Prompt ->
Continue the gallery text about Moorina Bonini's work Banarru, starting after its last sentence.
** BEGIN Selected passage **
Banarru

vinyl text and charcoal

Moorina Bonini’s practice  challenges the ongoing cultural theft and appropriation that occurs within Western institutions. Banarru (ashes) is the latest iteration of an ongoing, site-specific mode of working, in which Bonini uses charcoal and text to structurally interrogate the gallery space. Bonini considers City Gallery Wellington and The National Library a potent site to bring this work of Indigenous resistance to Aotearoa for the first time. 

The english text within Banarru comes from Bonini’s spiritual writing practice. The markings, made directly onto the gallery’s walls, are created with charcoal.  Bonini comes from the Yorta Yorta and Wurundjeri  people in the Kulin Nation and Wiradjuri peoples located in central New South Wales,  in so called Australia.
** END Selected passage **
** BEGIN Collected material **
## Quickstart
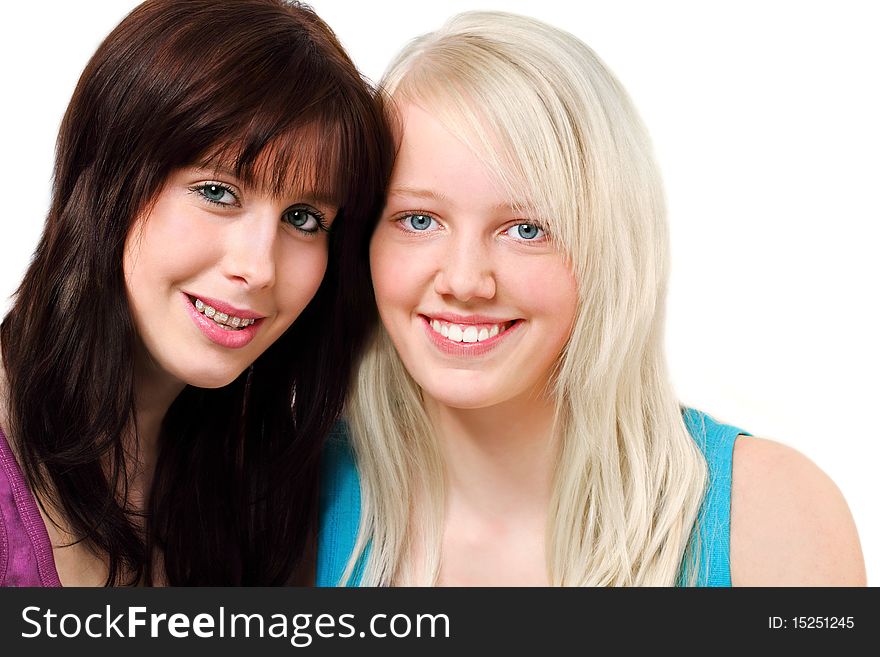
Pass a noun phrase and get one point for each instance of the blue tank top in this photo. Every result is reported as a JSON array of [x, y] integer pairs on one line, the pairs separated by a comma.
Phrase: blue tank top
[[340, 504]]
** END Collected material **
Output below ->
Bonini’s written and gestural statements are cultural marks, drawing our attention to the colonial foundation of the institutional spaces in which she makes them. By engaging her bawu (body) to physically mark the gallery, Bonini embeds her embodied act of Indigenous resistance into the built environment. By bringing this work into the context of Aotearoa, Meditations signals our shared fight against colonial control.

Banarru was presented in the exhibition Mediations at City Gallery Wellington, Te Whare Toi in 2024. Curated by Israel Randall, Mediations featured new works by Moorina Bonini (Yorta Yorta, Wurundjeri, Wiradjuri), Lily Dowd, Te Ara Minhinnick (Ngaati Te Ata) and Dr Areta Wilkinson (Kai Tahu). Exhibition documentation by Matt Henry.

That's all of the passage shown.